[Records from a data source]

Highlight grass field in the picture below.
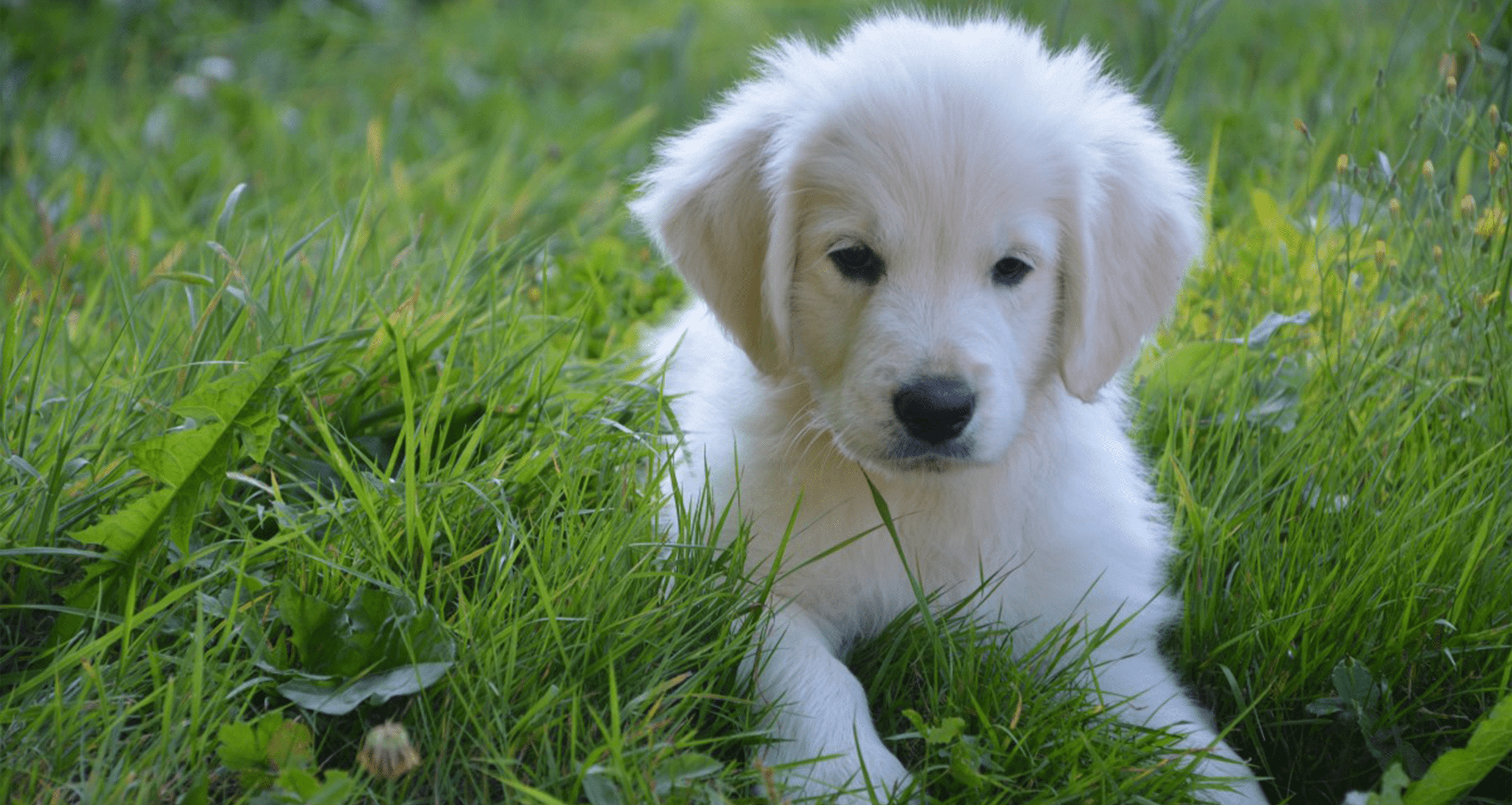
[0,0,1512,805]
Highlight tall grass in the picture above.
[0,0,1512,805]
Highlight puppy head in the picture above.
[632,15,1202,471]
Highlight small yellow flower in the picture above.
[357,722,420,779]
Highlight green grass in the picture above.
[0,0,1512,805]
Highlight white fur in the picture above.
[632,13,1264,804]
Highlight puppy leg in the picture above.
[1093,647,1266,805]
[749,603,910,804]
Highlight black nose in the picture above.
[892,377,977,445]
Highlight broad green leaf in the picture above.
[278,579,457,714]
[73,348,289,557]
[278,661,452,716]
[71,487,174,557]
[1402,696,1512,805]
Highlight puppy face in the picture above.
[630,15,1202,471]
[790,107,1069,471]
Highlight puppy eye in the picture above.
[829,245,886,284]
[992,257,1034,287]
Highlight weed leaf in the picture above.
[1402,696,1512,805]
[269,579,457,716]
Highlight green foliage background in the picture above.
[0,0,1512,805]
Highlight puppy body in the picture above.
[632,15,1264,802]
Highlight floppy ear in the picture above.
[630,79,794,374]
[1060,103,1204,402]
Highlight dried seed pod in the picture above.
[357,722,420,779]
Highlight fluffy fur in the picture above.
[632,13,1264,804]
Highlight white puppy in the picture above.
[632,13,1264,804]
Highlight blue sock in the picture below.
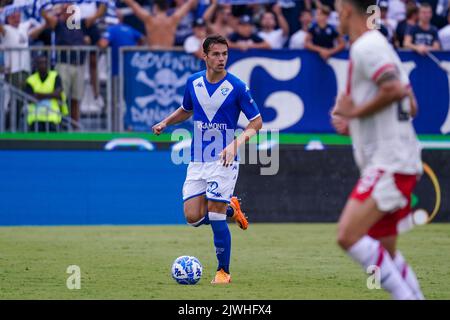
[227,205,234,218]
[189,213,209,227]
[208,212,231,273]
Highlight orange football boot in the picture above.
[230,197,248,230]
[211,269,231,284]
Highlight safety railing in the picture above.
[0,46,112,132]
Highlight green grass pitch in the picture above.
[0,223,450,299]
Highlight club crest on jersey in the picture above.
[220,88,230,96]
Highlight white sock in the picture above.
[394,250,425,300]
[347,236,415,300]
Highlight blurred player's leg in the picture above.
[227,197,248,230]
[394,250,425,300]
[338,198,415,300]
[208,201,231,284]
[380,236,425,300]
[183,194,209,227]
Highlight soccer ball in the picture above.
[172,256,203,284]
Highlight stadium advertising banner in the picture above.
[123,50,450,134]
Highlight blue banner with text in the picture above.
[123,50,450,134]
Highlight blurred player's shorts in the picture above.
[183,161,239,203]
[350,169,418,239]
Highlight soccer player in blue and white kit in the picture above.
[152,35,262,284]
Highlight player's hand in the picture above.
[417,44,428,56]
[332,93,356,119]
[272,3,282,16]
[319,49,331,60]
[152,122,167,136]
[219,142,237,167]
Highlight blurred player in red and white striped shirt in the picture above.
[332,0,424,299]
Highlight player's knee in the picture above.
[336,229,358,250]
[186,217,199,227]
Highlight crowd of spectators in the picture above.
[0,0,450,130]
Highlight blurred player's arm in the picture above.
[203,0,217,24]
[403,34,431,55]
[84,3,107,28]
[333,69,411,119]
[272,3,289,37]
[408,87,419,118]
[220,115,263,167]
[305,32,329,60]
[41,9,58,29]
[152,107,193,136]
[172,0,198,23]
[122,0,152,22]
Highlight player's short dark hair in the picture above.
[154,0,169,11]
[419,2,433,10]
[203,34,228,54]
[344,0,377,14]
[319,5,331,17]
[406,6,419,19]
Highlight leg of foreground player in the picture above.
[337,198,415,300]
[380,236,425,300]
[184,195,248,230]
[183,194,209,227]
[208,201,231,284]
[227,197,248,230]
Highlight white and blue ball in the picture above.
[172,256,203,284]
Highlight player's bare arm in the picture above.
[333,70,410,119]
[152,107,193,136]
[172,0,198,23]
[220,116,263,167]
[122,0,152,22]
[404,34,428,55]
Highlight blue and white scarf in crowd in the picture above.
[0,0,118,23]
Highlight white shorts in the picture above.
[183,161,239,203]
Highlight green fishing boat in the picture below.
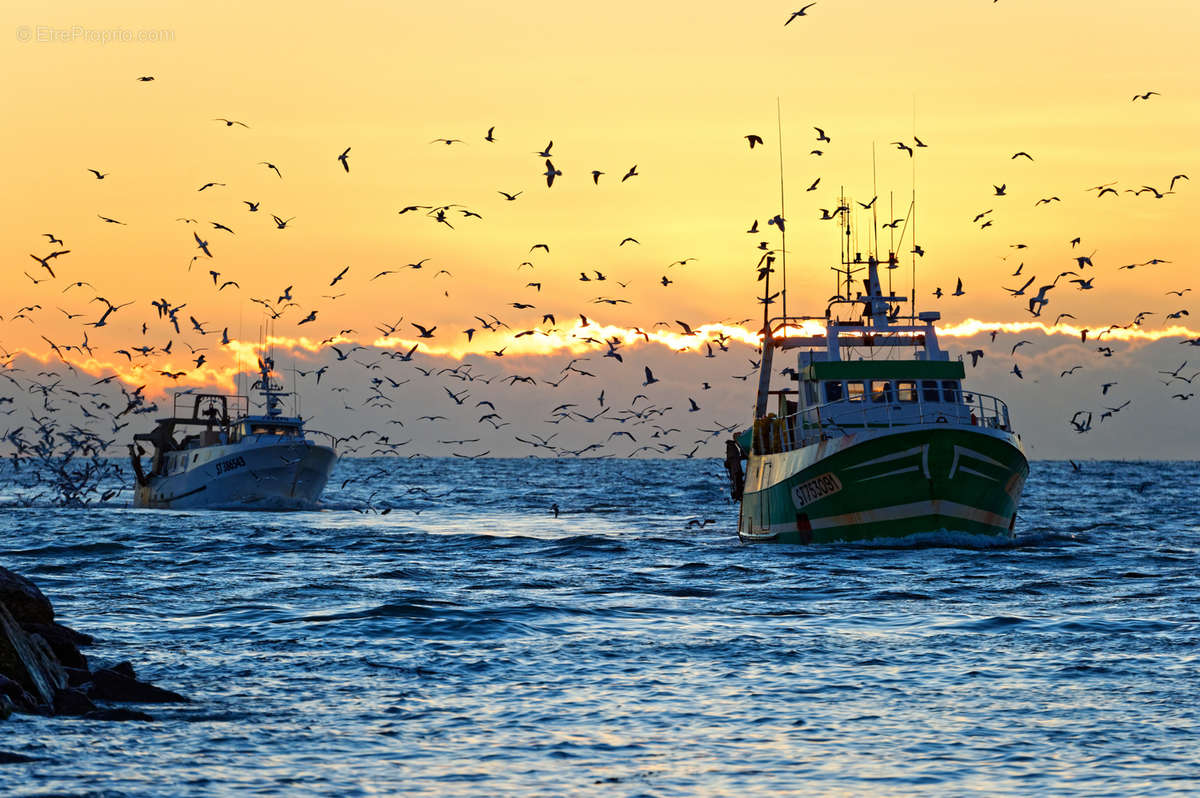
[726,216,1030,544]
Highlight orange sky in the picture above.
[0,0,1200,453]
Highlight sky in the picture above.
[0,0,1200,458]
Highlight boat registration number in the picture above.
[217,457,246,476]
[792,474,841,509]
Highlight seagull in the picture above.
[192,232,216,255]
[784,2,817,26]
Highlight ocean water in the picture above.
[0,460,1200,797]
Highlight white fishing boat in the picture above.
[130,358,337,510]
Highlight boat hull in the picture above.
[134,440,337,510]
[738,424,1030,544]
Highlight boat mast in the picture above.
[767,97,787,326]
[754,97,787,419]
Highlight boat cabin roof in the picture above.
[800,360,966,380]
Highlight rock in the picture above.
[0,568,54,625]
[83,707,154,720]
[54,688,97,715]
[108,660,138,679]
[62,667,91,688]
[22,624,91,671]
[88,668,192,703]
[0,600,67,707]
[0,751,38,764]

» **Directions for this task**: Pull out every line of the listing above that contains the string "shorts". Treat uppercase and lowercase as different.

» **Solution**:
Highlight blurred player's shorts in the picture above.
Highlight white shorts in the picture above.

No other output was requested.